[Records in a dataset]

____________

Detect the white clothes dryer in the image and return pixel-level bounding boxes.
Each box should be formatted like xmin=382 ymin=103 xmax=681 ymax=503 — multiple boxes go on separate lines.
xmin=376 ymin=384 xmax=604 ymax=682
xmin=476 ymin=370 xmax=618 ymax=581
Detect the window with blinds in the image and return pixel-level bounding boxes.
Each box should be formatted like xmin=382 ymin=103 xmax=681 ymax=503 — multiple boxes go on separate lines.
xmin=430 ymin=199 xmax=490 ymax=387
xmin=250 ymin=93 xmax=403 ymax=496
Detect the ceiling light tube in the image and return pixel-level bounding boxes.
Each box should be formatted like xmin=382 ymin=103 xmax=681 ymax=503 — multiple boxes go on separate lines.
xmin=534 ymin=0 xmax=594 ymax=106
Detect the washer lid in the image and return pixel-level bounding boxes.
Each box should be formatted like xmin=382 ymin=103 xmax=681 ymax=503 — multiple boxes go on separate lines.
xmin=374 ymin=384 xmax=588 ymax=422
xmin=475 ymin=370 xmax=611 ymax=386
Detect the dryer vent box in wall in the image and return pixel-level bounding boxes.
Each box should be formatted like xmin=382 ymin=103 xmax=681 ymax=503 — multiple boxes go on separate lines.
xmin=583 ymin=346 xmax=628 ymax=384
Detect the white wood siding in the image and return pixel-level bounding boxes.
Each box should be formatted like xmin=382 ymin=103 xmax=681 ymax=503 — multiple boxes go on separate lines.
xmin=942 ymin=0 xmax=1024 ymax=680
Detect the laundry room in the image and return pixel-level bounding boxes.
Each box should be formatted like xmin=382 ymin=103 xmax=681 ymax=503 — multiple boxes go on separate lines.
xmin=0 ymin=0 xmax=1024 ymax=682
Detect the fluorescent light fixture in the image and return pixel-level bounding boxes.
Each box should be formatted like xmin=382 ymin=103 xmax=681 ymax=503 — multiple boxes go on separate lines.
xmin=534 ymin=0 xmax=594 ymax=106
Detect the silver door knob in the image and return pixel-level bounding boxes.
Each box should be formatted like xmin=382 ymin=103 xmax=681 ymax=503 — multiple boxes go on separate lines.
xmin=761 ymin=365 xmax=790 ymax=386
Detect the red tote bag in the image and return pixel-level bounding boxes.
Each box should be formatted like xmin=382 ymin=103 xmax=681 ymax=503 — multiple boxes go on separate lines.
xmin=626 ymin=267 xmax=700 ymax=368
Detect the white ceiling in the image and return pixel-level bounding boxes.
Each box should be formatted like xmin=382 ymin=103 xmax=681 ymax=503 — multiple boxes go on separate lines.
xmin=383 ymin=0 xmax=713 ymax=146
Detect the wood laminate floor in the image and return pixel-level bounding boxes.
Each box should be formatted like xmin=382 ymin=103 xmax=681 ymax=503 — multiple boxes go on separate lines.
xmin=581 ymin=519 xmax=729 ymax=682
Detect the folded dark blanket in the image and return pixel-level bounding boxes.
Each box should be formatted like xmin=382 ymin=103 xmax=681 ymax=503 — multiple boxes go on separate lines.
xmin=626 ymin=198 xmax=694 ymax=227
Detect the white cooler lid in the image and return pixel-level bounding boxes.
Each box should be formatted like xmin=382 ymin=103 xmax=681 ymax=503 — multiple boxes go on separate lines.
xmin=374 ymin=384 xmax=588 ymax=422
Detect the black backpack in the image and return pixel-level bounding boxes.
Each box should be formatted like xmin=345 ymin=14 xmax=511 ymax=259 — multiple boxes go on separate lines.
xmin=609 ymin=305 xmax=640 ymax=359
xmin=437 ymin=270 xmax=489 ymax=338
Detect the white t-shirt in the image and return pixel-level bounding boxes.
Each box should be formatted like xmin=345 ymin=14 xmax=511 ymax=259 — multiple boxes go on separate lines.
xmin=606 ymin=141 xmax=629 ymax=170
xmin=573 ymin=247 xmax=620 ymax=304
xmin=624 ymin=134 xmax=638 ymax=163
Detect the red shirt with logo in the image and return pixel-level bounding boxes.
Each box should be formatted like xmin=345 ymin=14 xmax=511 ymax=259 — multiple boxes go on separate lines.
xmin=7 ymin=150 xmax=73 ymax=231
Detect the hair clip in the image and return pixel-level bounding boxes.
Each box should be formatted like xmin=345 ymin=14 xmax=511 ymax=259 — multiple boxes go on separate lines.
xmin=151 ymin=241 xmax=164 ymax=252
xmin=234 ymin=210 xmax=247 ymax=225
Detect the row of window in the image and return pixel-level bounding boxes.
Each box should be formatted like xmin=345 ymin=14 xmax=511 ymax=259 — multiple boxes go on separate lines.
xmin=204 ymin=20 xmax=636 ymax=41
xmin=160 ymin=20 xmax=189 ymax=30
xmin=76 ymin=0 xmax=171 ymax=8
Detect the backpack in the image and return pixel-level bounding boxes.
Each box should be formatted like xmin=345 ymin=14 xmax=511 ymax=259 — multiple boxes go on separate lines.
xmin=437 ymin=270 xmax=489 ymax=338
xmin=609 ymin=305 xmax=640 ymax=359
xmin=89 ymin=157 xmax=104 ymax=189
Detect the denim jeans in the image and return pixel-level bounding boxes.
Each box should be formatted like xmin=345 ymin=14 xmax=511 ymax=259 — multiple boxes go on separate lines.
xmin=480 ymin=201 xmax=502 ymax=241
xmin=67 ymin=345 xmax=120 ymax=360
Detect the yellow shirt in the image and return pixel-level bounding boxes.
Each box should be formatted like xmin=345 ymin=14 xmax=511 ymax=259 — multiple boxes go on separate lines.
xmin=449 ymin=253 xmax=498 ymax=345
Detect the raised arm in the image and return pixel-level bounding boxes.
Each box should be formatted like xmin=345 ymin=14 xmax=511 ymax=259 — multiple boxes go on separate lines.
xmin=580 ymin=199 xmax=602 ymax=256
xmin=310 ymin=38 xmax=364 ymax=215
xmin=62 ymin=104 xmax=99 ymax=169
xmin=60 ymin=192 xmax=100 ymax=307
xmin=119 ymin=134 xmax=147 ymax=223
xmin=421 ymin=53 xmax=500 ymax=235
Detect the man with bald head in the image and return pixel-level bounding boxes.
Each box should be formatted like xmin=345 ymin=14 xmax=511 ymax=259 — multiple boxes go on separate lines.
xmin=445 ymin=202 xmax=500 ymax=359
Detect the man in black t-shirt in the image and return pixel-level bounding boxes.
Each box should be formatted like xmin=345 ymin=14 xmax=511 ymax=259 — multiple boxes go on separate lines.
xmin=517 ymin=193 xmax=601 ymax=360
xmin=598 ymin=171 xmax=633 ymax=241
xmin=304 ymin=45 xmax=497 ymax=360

____________

** EXERCISE **
Rewrite all of the records above, changing every instance of "separate lines" to "individual lines" and leaving everything else as it is.

** EXERCISE ANSWER **
Detect the white clothes dryer in the image and return pixel-level bounding boxes.
Each box should be formatted like xmin=382 ymin=103 xmax=681 ymax=503 — multiple boxes go on individual lines.
xmin=376 ymin=384 xmax=604 ymax=682
xmin=476 ymin=370 xmax=618 ymax=581
Detect the window with blinds in the image and return pixel-level bounding boxes.
Each box should be formatted like xmin=382 ymin=103 xmax=681 ymax=503 — multiple boxes go on individual lines.
xmin=430 ymin=199 xmax=490 ymax=387
xmin=250 ymin=93 xmax=403 ymax=496
Detect the ceiling light tube in the image and return pixel-level bounding boxes.
Each box should be formatted like xmin=382 ymin=103 xmax=681 ymax=503 — multiple boxes go on individual lines.
xmin=534 ymin=0 xmax=594 ymax=106
Detect the washer lid in the image and return pixel-level bounding boxes.
Each box should be formatted like xmin=382 ymin=103 xmax=681 ymax=503 — multiple boxes go on individual lines.
xmin=374 ymin=384 xmax=588 ymax=422
xmin=475 ymin=370 xmax=611 ymax=386
Detect the dryer vent box in wall in the image and return pixel-level bounding boxes.
Each box should be formatted like xmin=382 ymin=103 xmax=681 ymax=503 — multiple boxes go on individual lines.
xmin=583 ymin=346 xmax=628 ymax=384
Detect the white wood siding in the image and return pixel-level bounding boxes.
Each box should be formatted like xmin=382 ymin=103 xmax=681 ymax=503 — multiple boxes go on individual lines.
xmin=942 ymin=0 xmax=1024 ymax=680
Detect the laundry room in the image and return pixel-level bounding boxes.
Each box should be formatted like xmin=382 ymin=103 xmax=681 ymax=503 — multiple boxes go on individual lines.
xmin=0 ymin=0 xmax=1024 ymax=682
Detect the fluorescent light fixture in the image and return pixel-level bounding boxes.
Each box should be formatted like xmin=382 ymin=103 xmax=681 ymax=503 — multiple boxes go on individual lines.
xmin=534 ymin=0 xmax=594 ymax=106
Detect the silver door knob in the image and return pixel-level bounding boxes.
Each box should be formatted like xmin=382 ymin=103 xmax=681 ymax=503 — multiple boxes go on individual lines.
xmin=761 ymin=365 xmax=790 ymax=386
Detect the red tote bag in the image and return pixel-level bounding boxes.
Each box should be formatted like xmin=382 ymin=103 xmax=681 ymax=503 — multiple boxes go on individual lines.
xmin=626 ymin=267 xmax=700 ymax=368
Detect the white ceiling in the image and return pixel-level bounding boxes.
Each box should be formatted like xmin=382 ymin=103 xmax=681 ymax=503 — multiple boxes go on individual lines.
xmin=383 ymin=0 xmax=713 ymax=146
Detect the wood laminate floor in the image and return pixel-level bounding boxes.
Each box should be formatted like xmin=382 ymin=103 xmax=681 ymax=503 — multiple boxes go on individual lines.
xmin=581 ymin=519 xmax=729 ymax=682
Detect the folded dark blanket in the image and return pixel-level bounding boxes.
Each box should be formatted like xmin=382 ymin=103 xmax=681 ymax=503 — multiple boxes go on individual lines.
xmin=626 ymin=198 xmax=694 ymax=227
Detect the white cooler lid in the image and return pixel-level bounding boxes.
Each box should be formatted like xmin=382 ymin=103 xmax=681 ymax=503 — multiple boxes go on individual lines.
xmin=374 ymin=384 xmax=588 ymax=422
Detect the black backpack in the image and return pixel-level bounding boxes.
Each box should be formatted like xmin=345 ymin=14 xmax=511 ymax=259 — multiple boxes go on individual lines.
xmin=609 ymin=305 xmax=640 ymax=359
xmin=437 ymin=270 xmax=489 ymax=338
Detect the white t-shirt in the image and return pixel-level bounding boxes.
Each box should be formatted like xmin=345 ymin=14 xmax=511 ymax=259 — multiple boxes go on individual lines.
xmin=606 ymin=141 xmax=629 ymax=170
xmin=573 ymin=247 xmax=620 ymax=304
xmin=624 ymin=134 xmax=638 ymax=163
Detect the red shirt with logo in the image and return pixel-level bounding boxes.
Each box should be formatted like xmin=345 ymin=14 xmax=511 ymax=259 — multiple boxes go on individual lines.
xmin=7 ymin=150 xmax=73 ymax=231
Detect the hair clip in the image and return pixel-level bounding boxes.
Each box should be formatted like xmin=345 ymin=14 xmax=511 ymax=259 — multiple boxes go on individual lines.
xmin=151 ymin=241 xmax=164 ymax=252
xmin=234 ymin=210 xmax=247 ymax=225
Detect the row of window in the image and return pixel-level bounding boxes.
Each box should be formatted like xmin=345 ymin=14 xmax=511 ymax=259 — multiple boxes go on individual lines.
xmin=204 ymin=20 xmax=636 ymax=41
xmin=160 ymin=20 xmax=189 ymax=30
xmin=76 ymin=0 xmax=171 ymax=8
Detect the backpack in the image and return pixel-level bounding boxes.
Each box should be formatted like xmin=345 ymin=14 xmax=511 ymax=259 — multiple boxes go on individual lines.
xmin=437 ymin=270 xmax=489 ymax=338
xmin=609 ymin=305 xmax=640 ymax=359
xmin=89 ymin=157 xmax=104 ymax=189
Detect the denim jeans in the image and return pixel-level bounding boxes.
Each box should be formatted like xmin=345 ymin=14 xmax=511 ymax=259 — multiple boxes go on individual lines.
xmin=480 ymin=201 xmax=502 ymax=241
xmin=67 ymin=345 xmax=120 ymax=360
Detect the yellow shirt in the image and return pixel-level bounding boxes.
Each box should be formatted like xmin=345 ymin=14 xmax=511 ymax=259 — multiple boxes go on individual lines.
xmin=449 ymin=253 xmax=498 ymax=345
Detect the raised arm in the image and return pixel-level bounding boxes.
Each box should be formatted like xmin=345 ymin=14 xmax=511 ymax=259 — multiple boxes go on individual lines.
xmin=580 ymin=199 xmax=602 ymax=256
xmin=310 ymin=38 xmax=364 ymax=215
xmin=62 ymin=104 xmax=99 ymax=169
xmin=60 ymin=192 xmax=100 ymax=307
xmin=119 ymin=134 xmax=147 ymax=223
xmin=421 ymin=53 xmax=500 ymax=235
Detect the man with bald head in the image and return pixel-level bounding boxes.
Each box should be formatted like xmin=345 ymin=14 xmax=511 ymax=259 — multiple boxes go on individual lines.
xmin=445 ymin=202 xmax=500 ymax=359
Detect the man in black t-shirt in the image and return pixel-level bounding boxes.
Each box should be formatted like xmin=345 ymin=14 xmax=511 ymax=259 — multiple boxes go on individual lines.
xmin=517 ymin=193 xmax=601 ymax=360
xmin=598 ymin=171 xmax=633 ymax=241
xmin=304 ymin=45 xmax=497 ymax=360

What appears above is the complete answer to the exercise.